As Marshall has probably told you, I and others are concerned that the “moral majority” issues may be exerting an unwarranted spillover on U.S. policies and programs in this area. Notwithstanding the excellent statement on population in the Ottawa Summit Declaration [Page 742] (enclosed),6 there is a definite reluctance in some Washington quarters to recognize the importance of population factors, and the urgency for actions to address them—both in our aid programs and in biomedical research into better and safer methods of fertility regulation. We have not, for example, been able to include population as one of the points for the President in Cancun,7 even though we have information that a number of other world leaders—including Kreisky, Gandhi, Schmidt, Suzuki, Lopez Portillo and Zhao—will raise the subject.

Even in some academic circles, it has become suddenly fashionable to state that the “population problem” is an invention of doomsayers, that family planning is a form of left-wing “social engineering,” and that the world will somehow come up with a technological quick-fix (a new Green Revolution, space colonization, etc.). These arguments are seductive in their optimism and conducive to a “do-nothing” posture, especially in an atmosphere where budgets must be slashed.

The argument has weak intellectual underpinnings, ignoring the effects of population growth in diverting resources from investment to consumption, the costs of job creation, diminishing land productivity, and the political and social fallout from massive urbanization, unemployed youth, etc. One cannot effectively implement global “supply side economics” without paying attention to the demand side. Especially at a time of budget cutting, population assistance should stand out for its inherent cost-effectiveness in terms of the entire development process.

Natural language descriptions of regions

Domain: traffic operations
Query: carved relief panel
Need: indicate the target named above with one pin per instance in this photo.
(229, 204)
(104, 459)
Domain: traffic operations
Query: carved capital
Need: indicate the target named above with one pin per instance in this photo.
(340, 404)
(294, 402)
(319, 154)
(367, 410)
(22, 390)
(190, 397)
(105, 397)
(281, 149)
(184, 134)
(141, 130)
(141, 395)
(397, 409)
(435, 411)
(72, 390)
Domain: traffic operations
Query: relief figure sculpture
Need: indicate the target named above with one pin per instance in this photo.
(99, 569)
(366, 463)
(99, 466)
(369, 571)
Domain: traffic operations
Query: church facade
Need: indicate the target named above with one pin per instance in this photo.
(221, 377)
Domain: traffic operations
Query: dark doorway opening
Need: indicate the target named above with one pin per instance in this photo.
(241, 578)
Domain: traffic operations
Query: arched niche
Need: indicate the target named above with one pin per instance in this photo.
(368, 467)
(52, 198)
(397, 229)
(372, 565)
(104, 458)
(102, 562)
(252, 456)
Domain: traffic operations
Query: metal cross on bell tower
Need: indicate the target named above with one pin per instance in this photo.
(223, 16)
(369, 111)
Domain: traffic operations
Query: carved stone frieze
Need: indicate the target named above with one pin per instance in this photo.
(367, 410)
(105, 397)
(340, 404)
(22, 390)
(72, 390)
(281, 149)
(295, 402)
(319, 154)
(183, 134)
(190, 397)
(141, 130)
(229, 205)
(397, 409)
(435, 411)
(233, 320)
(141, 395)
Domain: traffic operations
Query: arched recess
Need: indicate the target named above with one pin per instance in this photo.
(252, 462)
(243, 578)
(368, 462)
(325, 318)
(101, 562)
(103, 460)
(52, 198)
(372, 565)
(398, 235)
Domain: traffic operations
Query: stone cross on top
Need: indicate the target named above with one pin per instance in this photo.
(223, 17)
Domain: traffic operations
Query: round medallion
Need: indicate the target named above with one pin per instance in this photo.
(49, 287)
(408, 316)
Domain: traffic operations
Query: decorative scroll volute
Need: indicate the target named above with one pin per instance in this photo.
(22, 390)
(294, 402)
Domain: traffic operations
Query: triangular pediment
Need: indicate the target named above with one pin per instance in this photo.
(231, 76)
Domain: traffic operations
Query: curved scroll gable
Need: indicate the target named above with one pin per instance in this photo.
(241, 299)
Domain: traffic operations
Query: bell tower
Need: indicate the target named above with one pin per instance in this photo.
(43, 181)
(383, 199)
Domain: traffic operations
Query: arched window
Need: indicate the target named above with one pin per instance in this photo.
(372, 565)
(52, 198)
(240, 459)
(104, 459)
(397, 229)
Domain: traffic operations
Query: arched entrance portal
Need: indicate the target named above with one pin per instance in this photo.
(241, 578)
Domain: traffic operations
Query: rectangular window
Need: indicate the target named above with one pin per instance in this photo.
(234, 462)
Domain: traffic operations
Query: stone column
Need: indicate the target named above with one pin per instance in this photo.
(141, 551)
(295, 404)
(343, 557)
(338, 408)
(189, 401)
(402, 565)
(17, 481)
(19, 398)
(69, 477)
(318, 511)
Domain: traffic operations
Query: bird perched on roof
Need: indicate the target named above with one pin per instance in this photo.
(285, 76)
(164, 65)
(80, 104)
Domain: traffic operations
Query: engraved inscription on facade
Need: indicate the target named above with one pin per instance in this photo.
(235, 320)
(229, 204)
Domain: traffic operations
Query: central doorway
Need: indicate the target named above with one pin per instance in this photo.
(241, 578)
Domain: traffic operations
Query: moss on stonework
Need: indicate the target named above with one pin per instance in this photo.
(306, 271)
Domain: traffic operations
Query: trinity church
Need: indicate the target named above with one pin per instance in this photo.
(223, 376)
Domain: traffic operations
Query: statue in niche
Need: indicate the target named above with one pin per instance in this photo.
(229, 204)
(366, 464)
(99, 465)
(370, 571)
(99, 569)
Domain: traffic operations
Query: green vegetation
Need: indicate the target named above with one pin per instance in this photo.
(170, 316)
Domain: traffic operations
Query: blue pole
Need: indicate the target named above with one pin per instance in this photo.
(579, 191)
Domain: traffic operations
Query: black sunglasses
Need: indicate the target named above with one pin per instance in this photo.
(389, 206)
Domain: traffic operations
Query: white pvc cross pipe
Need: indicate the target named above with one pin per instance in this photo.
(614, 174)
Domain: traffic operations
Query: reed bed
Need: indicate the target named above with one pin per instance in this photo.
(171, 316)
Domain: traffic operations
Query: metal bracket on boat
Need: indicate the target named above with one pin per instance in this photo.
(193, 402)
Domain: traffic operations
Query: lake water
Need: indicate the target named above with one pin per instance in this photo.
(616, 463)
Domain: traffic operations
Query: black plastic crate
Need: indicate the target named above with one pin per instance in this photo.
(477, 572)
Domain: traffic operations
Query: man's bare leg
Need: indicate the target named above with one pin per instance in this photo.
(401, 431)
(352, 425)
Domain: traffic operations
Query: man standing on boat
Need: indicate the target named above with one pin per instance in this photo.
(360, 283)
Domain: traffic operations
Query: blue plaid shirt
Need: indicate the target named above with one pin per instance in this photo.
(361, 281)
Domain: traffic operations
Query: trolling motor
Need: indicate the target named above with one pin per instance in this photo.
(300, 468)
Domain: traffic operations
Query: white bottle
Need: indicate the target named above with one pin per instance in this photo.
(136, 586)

* [Work task]:
Answer these questions from the population policy text.
(a) Which declaration contains the statement on population that the writer calls excellent?
(b) In the view now fashionable in some academic circles, family planning is a form of what?
(c) At a time of budget cutting, what should population assistance stand out for?

* [Answer space]:
(a) The Ottawa Summit Declaration.
(b) Left-wing "social engineering."
(c) Its inherent cost-effectiveness in terms of the entire development process.